◆ What needs to be done
Each entry below is to be transcribed exactly; pictures are not copied.

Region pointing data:
+++

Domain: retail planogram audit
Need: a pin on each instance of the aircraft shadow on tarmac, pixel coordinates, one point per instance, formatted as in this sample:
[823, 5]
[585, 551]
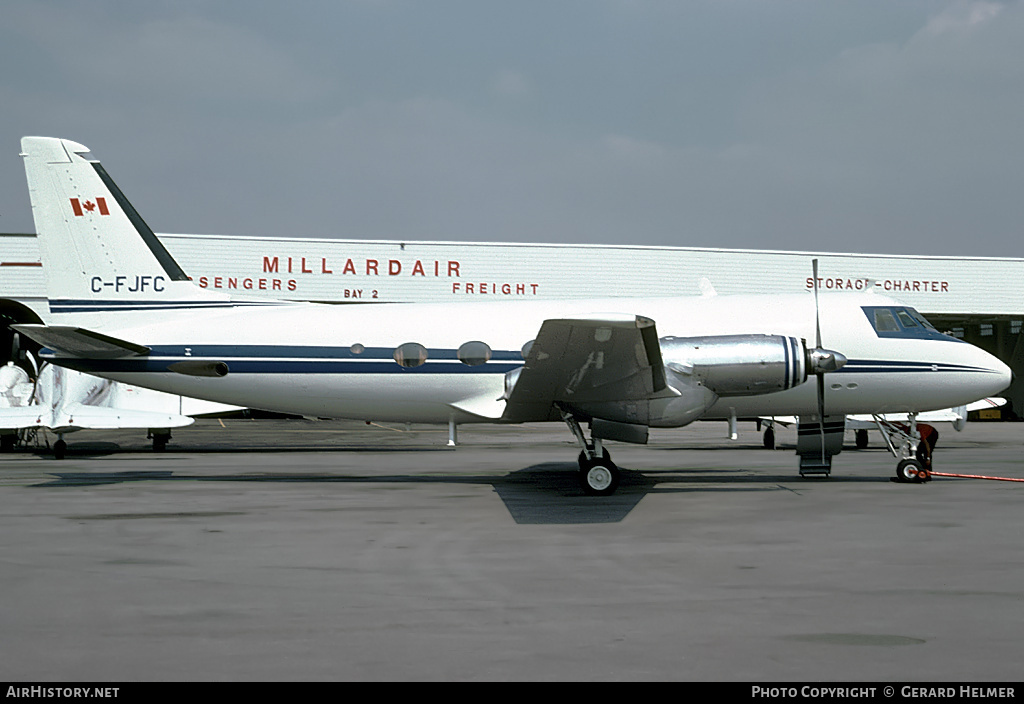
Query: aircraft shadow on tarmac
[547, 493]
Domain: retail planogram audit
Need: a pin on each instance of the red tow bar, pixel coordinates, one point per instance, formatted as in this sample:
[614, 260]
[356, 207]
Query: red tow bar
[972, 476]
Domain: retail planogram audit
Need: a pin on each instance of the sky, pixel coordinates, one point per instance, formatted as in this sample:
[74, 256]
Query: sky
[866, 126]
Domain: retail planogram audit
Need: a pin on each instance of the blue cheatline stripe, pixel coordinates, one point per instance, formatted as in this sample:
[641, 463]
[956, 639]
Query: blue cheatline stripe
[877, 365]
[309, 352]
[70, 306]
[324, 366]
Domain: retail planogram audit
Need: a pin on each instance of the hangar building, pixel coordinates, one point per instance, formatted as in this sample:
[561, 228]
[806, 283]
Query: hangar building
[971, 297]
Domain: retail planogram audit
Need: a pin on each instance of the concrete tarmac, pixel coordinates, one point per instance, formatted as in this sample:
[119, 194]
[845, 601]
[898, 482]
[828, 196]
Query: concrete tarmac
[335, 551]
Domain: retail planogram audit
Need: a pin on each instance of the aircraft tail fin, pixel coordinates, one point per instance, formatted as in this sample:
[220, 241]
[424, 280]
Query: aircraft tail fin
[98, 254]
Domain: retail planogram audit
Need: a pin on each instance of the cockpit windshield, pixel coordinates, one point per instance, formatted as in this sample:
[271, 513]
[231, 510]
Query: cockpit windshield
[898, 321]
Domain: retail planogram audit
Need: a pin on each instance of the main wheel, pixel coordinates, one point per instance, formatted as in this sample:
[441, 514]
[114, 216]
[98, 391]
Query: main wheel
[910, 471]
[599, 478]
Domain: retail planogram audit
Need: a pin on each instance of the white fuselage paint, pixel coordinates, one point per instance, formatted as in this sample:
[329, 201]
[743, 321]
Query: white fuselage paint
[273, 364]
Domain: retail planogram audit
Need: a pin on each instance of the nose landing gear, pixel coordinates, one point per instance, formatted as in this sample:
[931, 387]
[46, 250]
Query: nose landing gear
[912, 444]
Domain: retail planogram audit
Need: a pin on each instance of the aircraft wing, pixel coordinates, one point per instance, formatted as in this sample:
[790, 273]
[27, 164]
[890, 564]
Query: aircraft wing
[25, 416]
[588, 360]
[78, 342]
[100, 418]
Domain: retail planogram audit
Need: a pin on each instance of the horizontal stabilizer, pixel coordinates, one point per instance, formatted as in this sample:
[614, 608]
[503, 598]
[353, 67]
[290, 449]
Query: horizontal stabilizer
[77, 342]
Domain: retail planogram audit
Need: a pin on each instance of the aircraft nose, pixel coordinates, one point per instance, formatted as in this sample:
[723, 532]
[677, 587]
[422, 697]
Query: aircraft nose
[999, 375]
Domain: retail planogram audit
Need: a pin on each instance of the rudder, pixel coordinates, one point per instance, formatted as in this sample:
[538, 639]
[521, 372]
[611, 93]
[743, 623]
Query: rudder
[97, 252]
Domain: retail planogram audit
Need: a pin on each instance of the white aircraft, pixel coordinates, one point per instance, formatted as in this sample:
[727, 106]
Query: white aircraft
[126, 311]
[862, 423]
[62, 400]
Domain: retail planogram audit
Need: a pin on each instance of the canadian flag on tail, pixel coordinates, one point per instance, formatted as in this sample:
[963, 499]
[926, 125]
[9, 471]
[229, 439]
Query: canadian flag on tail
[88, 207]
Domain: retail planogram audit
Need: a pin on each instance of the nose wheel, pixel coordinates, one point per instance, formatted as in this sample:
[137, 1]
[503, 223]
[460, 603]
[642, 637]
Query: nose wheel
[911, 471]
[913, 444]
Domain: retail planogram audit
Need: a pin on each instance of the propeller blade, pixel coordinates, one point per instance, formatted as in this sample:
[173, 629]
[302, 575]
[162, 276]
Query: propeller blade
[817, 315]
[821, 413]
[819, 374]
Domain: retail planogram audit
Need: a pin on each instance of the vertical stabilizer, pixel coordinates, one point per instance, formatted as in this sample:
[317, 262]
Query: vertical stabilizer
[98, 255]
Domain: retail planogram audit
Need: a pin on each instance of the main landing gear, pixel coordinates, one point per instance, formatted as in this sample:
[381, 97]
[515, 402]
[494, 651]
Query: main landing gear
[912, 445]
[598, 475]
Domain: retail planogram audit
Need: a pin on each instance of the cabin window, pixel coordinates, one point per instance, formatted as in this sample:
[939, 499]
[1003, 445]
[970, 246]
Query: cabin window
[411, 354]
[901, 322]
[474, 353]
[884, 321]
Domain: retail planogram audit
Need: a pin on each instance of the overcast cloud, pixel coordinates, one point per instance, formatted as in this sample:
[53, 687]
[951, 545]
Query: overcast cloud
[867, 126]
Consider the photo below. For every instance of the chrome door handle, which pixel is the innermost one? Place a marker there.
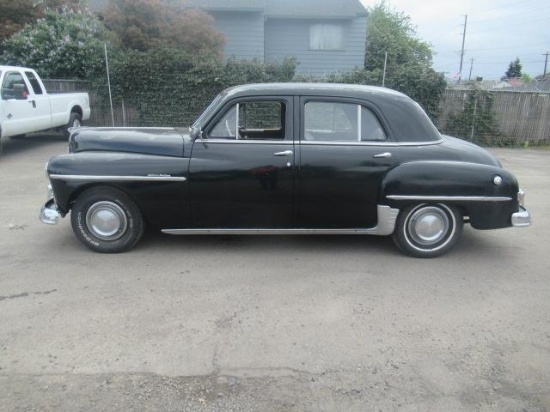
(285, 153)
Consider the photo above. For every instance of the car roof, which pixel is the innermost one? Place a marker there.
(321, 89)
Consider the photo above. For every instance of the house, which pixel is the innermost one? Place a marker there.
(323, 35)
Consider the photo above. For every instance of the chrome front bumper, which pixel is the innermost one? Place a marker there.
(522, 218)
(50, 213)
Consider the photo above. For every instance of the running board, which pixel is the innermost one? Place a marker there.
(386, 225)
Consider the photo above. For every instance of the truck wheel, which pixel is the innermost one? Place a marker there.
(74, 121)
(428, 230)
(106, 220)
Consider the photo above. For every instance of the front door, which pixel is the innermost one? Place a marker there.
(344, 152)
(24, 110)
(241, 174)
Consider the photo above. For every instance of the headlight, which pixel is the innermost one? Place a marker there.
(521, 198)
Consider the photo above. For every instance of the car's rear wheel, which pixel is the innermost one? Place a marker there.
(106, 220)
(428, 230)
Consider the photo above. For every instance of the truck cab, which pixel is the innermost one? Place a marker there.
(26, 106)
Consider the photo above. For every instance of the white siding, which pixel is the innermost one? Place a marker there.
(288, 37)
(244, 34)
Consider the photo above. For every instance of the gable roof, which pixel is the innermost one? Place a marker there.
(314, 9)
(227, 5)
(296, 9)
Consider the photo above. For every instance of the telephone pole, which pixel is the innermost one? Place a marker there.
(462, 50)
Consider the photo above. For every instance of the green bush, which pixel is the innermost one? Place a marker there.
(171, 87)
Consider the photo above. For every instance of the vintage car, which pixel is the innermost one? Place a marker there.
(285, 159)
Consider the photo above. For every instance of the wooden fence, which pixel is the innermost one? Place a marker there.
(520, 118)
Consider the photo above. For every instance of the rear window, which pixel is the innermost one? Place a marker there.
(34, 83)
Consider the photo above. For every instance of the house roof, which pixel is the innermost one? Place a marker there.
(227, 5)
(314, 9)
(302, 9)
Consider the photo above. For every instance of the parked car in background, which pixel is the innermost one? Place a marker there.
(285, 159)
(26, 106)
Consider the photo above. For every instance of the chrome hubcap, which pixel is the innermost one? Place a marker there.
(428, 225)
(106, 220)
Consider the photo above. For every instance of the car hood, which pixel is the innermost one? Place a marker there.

+++

◆ Task result
Domain: retail planogram audit
Need: a pin on each instance of the aircraft shadow on tarmac, pixel coordinates, one point per instance, formatted as in this sample:
[823, 5]
[585, 551]
Query: aircraft shadow on tarmac
[547, 493]
Domain: retail planogram audit
Need: a pin on each instance of the red tow bar, pixel coordinates, one point per instance, formatted as in this sample:
[614, 260]
[356, 207]
Query: red tow bar
[972, 476]
Domain: retail planogram audit
Need: a pin on each instance of the sky, pixel coordinates, one point per instance, formatted as in this sample:
[74, 256]
Query: sky
[866, 126]
Domain: retail planogram audit
Need: a pin on each instance of the blue cheatline stripe, pixel coordinates, one point per instance, formatted as in this sample:
[641, 463]
[956, 639]
Query: blue cheatline stripe
[877, 365]
[309, 352]
[70, 306]
[324, 366]
Domain: retail planogram audit
Need: a pin on each instance of the hangar building, pixel coordinates, one point per instance, formatted as in this sample:
[561, 228]
[806, 283]
Query: hangar building
[971, 297]
Domain: retail planogram audit
Need: a pin on each instance of the concrete tarmac, pixel coordinates, one point per instance, formatted as in this sample:
[119, 194]
[845, 601]
[898, 482]
[828, 196]
Query: concrete tarmac
[335, 551]
Domain: retail planogram audit
Need: a pin on each instance of the aircraft tail fin, pixel coordinates, one point per instance, formatted as in this sample:
[220, 241]
[424, 280]
Query: aircraft tail fin
[98, 254]
Domain: retail planogram audit
Need: a pin on each instance of the cockpit windshield, pixel coordinates, one point per instance, formatted as in this sample:
[271, 513]
[231, 510]
Query: cockpit windshield
[898, 321]
Domain: retail planogram audit
Need: a pin on each instance of the main wheel, pixel coordinates, one point per instance, formatted as in this sample:
[441, 514]
[114, 216]
[98, 391]
Query: main wheel
[910, 471]
[599, 478]
Domain: retail planogram audit
Need: a pin on each instance of the white fuselage paint, pixel coordinates, one point per instance, formatted as in this sample:
[329, 201]
[743, 321]
Query: white fuselage paint
[273, 364]
Domain: retail planogram audit
Need: a pin on each instance of the nose landing gear, pixel coordinates, one point per instance, formatted as in this sample:
[931, 387]
[46, 250]
Query: nose landing gear
[912, 444]
Domain: retail planogram audit
Need: a pin on each instance of the aircraft wing, pixel coordinates, one point per instance, formatted as in this sample:
[790, 273]
[27, 164]
[890, 564]
Query: aircraft wing
[25, 416]
[588, 360]
[78, 342]
[100, 418]
Domain: retail planogram audit
Need: a pin on each instance of the horizontal stabilizer, pixel coordinates, one point per instance, formatted as in this sample:
[614, 608]
[503, 598]
[353, 67]
[290, 449]
Query: horizontal stabilizer
[77, 342]
Domain: retail planogram audit
Need: a pin on each instance of the aircraft nose, pixel coordinates, one point per instance, formatted as in this sample:
[723, 532]
[677, 587]
[422, 697]
Query: aircraft nose
[999, 375]
Domain: retail planogram audit
Need: a pin on each instance of the rudder, pixel coordinates, one point per instance, formatted as in this sample:
[538, 639]
[521, 372]
[611, 93]
[743, 623]
Query: rudder
[97, 252]
Domain: retail planogram audit
Need: a pin on each instance of the white aircraft, pixel coordinates, one point per instance, formatted as in this sample:
[727, 106]
Query: white aircraft
[126, 311]
[862, 423]
[62, 400]
Domain: retail planogram audit
Need: a pin on each instance of the canadian flag on tail, pixel coordinates, one point per instance, formatted as in this sample:
[963, 499]
[926, 125]
[9, 471]
[229, 439]
Query: canadian flag on tail
[88, 207]
Domain: retail planogram audit
Need: a pin on each instance of the nose wheel, pixel coordinates, one point per instance, formatted as in this sample:
[137, 1]
[503, 223]
[460, 603]
[642, 637]
Query: nose wheel
[911, 471]
[913, 444]
Domain: retail planogram audit
Need: a pin on each instance of the propeller blade, pixel coordinates, one point per instance, formatted as in this sample:
[173, 629]
[302, 575]
[162, 276]
Query: propeller blade
[817, 315]
[821, 413]
[819, 374]
Domain: retail planogram audit
Need: a pin on each instance of the vertical stabilizer, pixel coordinates, one point per instance, formatted as in this sample:
[317, 262]
Query: vertical stabilizer
[98, 255]
Domain: retail planogram audit
Need: a pin on each instance of the main landing gear, pixel coordinates, one point per instance, formatted as in this sample:
[381, 97]
[515, 402]
[494, 651]
Query: main landing gear
[912, 445]
[598, 475]
Domain: retail planogram audit
Need: a pin on each instance of the cabin window, pixel coordinates, one point per instance, formatted as in this sample:
[939, 499]
[1003, 445]
[970, 246]
Query: cabin window
[411, 354]
[901, 322]
[474, 353]
[884, 321]
Domain: retail planogram audit
Need: a pin on each instance of the overcast cloud, pixel coordinates, one point per instance, formatted as in this sample:
[53, 687]
[951, 545]
Query: overcast cloud
[867, 126]
Consider the photo below. For every instance of the chrome door handle, which pixel is the innermost one? Place a marker there.
(285, 153)
Consider the photo above. For every instance of the car roof, which pixel is the innermost one? Place a marker there.
(321, 89)
Consider the photo above. For every instance of the house, which pixel is the innermost one? Place a marker there.
(323, 35)
Consider the photo above. For every instance of the chrome front bumper, which pixel is the innermost one? Place a marker there.
(522, 218)
(50, 213)
Consider the photo above. For every instance of the running board, which pixel is the innermost one? Place a marker there.
(386, 225)
Consider the photo above. For every instance of the truck wheel, which pixel is the innermost one? Place a marker there.
(74, 121)
(428, 230)
(106, 220)
Consider the photo above. For every instance of the front door, which pixel is the innermost one? Place a marker there.
(344, 152)
(24, 110)
(241, 174)
Consider the photo above. For every instance of the headlight, which pixel is the innermost one? Place a marker there.
(521, 198)
Consider the photo above. For every instance of the car's rear wheel, which pixel is the innermost one? Place a marker there.
(106, 220)
(428, 230)
Consider the photo above. For every instance of the truck cab, which pixel is the innermost one? Place a marker there.
(26, 106)
Consider the photo above. For every instance of the white siding, which pixel is the innermost one? Place a marker there.
(288, 37)
(244, 34)
Consider the photo above. For every instance of the gable roof, which pixel is the innermost one? Place a marker there.
(314, 9)
(227, 5)
(296, 9)
Consider the photo above. For every instance of the telephone pole, which pixel is the innermost one? Place a marker there.
(462, 50)
Consider the photo above. For every instance of the green bush, which pixel is the innermost one? Place a marker there.
(171, 87)
Consider the photo above. For every instance of the vintage car, which pixel is the innermost one? Place a marker there.
(285, 159)
Consider the photo above. For every instance of the wooden fence, which pixel is the innermost one? Place a marker there.
(520, 118)
Consider the photo above. For every instance of the rear window, which pixel is the innermost one? Place a marker there.
(34, 83)
Consider the photo above. For every instance of the house roof, which pixel is the innermost one? Place a marker there.
(227, 5)
(314, 9)
(302, 9)
Consider the photo above. For every instance of the parked car in background, which pixel is the innermost one? Place a marker there.
(285, 159)
(26, 106)
Consider the photo above. For every instance of the chrome hubcap, which pixel is the innermost one? Place a marker there.
(428, 225)
(106, 220)
Consider the photo above. For every instance of the car hood, which pixel is the innermost one? Place a marker there.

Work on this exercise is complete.